| Extracted material |
────────────────────────────────────────

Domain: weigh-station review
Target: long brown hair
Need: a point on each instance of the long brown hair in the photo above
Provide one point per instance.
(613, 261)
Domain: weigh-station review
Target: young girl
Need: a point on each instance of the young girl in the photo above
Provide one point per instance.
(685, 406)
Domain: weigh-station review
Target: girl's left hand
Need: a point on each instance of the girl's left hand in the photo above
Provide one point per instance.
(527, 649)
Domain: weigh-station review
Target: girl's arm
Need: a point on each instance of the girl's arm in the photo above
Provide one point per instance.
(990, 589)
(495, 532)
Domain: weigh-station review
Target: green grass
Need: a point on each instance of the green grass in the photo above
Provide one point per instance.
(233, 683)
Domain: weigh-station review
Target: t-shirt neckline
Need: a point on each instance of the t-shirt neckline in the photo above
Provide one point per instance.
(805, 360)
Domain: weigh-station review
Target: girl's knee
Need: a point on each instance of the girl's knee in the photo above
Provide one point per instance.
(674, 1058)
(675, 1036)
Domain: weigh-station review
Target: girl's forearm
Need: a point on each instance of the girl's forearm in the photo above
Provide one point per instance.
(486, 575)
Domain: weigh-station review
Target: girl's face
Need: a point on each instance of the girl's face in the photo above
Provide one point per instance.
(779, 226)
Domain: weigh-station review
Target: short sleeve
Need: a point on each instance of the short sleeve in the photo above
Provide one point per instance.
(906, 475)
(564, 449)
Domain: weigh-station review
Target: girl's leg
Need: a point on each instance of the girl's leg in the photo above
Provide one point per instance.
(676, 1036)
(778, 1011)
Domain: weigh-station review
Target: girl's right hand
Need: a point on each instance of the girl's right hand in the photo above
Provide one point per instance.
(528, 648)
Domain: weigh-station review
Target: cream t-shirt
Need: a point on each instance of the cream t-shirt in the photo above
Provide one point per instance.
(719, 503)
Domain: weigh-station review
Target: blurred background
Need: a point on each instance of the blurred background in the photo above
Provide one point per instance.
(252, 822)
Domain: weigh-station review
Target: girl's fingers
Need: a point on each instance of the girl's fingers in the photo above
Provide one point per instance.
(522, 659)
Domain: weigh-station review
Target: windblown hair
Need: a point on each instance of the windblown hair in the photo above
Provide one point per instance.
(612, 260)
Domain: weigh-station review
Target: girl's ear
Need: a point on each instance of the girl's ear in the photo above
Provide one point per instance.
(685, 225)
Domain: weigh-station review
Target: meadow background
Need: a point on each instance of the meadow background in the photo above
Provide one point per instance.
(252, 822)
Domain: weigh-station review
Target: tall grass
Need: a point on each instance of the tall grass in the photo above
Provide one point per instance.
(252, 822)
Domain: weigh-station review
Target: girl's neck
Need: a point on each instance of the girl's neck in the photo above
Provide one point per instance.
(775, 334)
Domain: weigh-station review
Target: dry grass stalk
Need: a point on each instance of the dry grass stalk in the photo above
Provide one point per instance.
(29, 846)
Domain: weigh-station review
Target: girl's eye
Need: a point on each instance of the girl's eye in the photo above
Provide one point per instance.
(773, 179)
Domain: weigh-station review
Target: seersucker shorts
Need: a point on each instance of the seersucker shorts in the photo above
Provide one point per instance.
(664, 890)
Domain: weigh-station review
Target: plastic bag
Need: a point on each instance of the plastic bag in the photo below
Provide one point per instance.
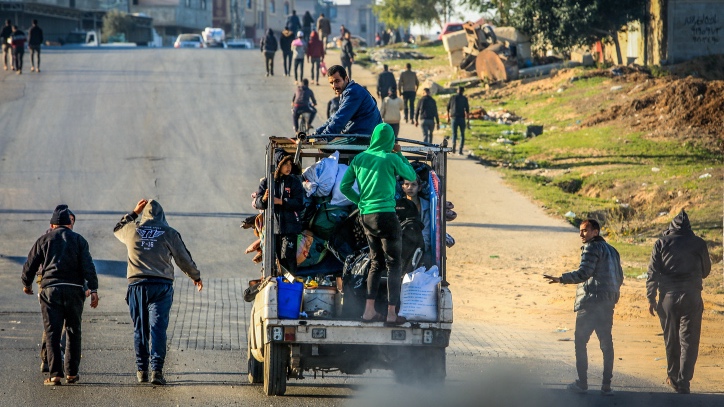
(418, 299)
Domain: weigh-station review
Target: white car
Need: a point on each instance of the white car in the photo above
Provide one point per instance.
(189, 41)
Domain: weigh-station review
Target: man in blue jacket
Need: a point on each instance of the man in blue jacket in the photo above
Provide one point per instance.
(357, 113)
(599, 278)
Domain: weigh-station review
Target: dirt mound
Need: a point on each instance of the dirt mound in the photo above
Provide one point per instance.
(679, 104)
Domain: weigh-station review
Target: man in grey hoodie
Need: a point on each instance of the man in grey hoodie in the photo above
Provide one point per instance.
(151, 245)
(599, 278)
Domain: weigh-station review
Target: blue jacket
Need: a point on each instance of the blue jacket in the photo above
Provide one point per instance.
(357, 113)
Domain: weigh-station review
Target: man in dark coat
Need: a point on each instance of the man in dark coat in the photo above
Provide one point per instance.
(385, 82)
(599, 278)
(62, 259)
(679, 263)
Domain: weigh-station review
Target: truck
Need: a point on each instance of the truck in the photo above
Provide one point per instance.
(281, 348)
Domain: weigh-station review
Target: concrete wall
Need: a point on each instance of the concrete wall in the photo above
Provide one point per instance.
(695, 28)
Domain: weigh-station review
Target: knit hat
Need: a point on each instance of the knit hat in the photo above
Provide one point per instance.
(61, 215)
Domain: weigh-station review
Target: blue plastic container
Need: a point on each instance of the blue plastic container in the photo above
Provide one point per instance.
(289, 299)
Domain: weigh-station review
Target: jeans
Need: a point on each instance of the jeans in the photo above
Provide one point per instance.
(35, 53)
(150, 305)
(315, 69)
(269, 62)
(597, 317)
(408, 97)
(299, 64)
(680, 314)
(458, 123)
(428, 125)
(287, 55)
(384, 236)
(61, 305)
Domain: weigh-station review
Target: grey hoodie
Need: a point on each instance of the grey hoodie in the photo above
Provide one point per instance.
(151, 245)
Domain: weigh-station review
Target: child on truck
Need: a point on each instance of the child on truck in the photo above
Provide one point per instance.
(288, 200)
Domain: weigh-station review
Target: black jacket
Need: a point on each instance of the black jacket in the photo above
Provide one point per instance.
(679, 261)
(62, 257)
(427, 109)
(458, 106)
(385, 82)
(289, 188)
(35, 36)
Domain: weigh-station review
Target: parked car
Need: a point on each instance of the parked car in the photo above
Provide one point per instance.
(189, 41)
(450, 28)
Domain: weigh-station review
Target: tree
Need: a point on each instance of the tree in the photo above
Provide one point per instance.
(115, 23)
(565, 24)
(401, 13)
(502, 8)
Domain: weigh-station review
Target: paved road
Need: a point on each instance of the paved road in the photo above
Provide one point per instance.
(100, 129)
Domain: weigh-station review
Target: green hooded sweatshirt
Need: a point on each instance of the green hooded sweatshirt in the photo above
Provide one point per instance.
(375, 170)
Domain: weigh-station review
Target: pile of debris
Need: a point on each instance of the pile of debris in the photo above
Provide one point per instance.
(387, 54)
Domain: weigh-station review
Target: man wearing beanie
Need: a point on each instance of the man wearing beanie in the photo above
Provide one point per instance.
(151, 244)
(62, 259)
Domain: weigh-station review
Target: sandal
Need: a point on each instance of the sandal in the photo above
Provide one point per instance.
(52, 381)
(397, 322)
(377, 318)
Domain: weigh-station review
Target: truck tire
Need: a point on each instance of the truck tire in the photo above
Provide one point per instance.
(275, 369)
(255, 368)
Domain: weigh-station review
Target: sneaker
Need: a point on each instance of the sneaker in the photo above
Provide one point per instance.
(157, 378)
(577, 387)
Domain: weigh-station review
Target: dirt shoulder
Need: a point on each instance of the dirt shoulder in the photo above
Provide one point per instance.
(505, 243)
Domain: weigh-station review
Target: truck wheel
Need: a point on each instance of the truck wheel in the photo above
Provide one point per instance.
(255, 368)
(275, 369)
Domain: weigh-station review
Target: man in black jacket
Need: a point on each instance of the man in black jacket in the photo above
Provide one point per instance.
(458, 110)
(679, 263)
(63, 261)
(427, 112)
(385, 82)
(35, 40)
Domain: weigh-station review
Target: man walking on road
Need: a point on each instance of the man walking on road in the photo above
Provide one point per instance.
(679, 263)
(375, 171)
(151, 244)
(458, 110)
(62, 259)
(6, 32)
(599, 278)
(407, 86)
(35, 40)
(427, 112)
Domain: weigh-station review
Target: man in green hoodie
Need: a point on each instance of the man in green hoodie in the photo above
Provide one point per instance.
(375, 171)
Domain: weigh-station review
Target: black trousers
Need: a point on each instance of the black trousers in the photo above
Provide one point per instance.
(61, 305)
(408, 98)
(597, 317)
(286, 248)
(680, 314)
(384, 236)
(269, 62)
(299, 64)
(287, 55)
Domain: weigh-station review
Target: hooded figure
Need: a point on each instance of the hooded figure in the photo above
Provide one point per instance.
(288, 200)
(151, 245)
(679, 262)
(376, 170)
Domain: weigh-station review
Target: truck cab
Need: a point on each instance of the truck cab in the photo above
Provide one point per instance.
(282, 347)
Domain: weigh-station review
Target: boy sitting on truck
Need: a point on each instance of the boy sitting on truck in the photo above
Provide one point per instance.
(288, 200)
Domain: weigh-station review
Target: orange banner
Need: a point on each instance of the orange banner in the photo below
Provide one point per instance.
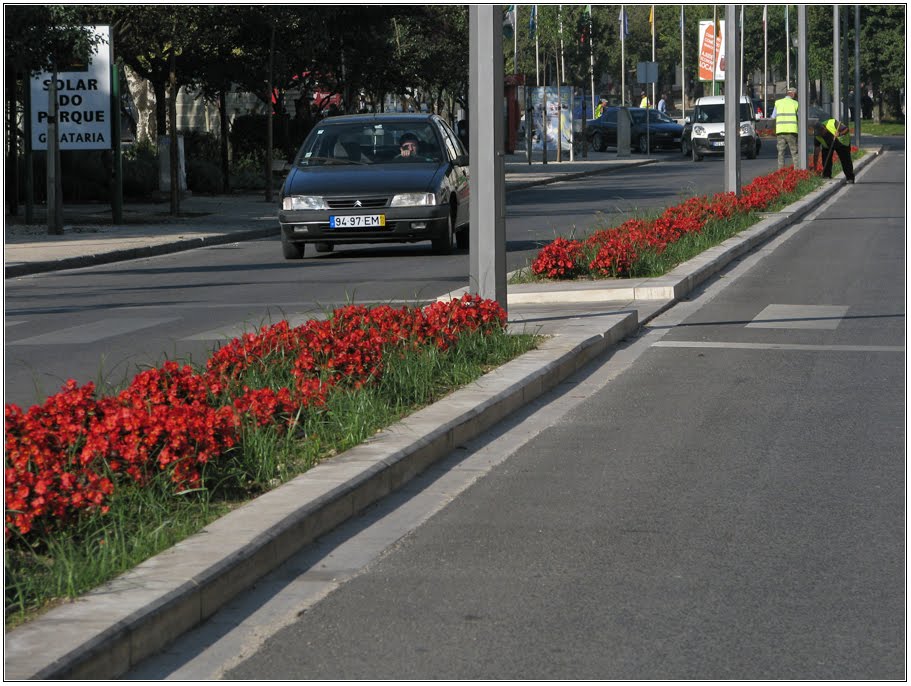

────────────────────────────────────────

| About this task |
Please retype the top of the data exactly, down to and including the line that holds "Target: girl's face", and nothing further.

| Completed exercise |
Domain: weigh-station review
Target: long brown hair
Need: a point on each instance of the long brown hair in the photo above
Provide one point per instance.
(613, 261)
Domain: weigh-station review
Target: young girl
Need: a point on each instance of the young girl in the photo above
Provide one point per instance.
(685, 406)
Domain: weigh-station review
Target: girl's left hand
Need: a point on each instance of the girl's left hand in the photo above
Provide one point per instance.
(527, 649)
Domain: weigh-station review
Target: girl's arm
Need: a point on each instance of the girl's arm in the photo above
Provide one point per instance.
(990, 589)
(495, 532)
Domain: weigh-station review
Target: green grass
Need: a point on each instance of the green grass in the photo above
Provide one point per instance.
(233, 683)
Domain: weigh-station review
Target: t-shirt neckline
Need: a point on each instance of the t-shirt neckline in the photo above
Provide one point per instance.
(805, 360)
Domain: weigh-station review
Target: girl's knee
Need: a point on each instance of the girl's knee in the photo above
Provide one point per instance.
(674, 1058)
(675, 1036)
Domain: weigh-station review
Target: girl's forearm
Need: a point on each instance of the girl's forearm in the photo above
Provide one point per instance.
(486, 575)
Domain: weigh-station review
Target: girl's face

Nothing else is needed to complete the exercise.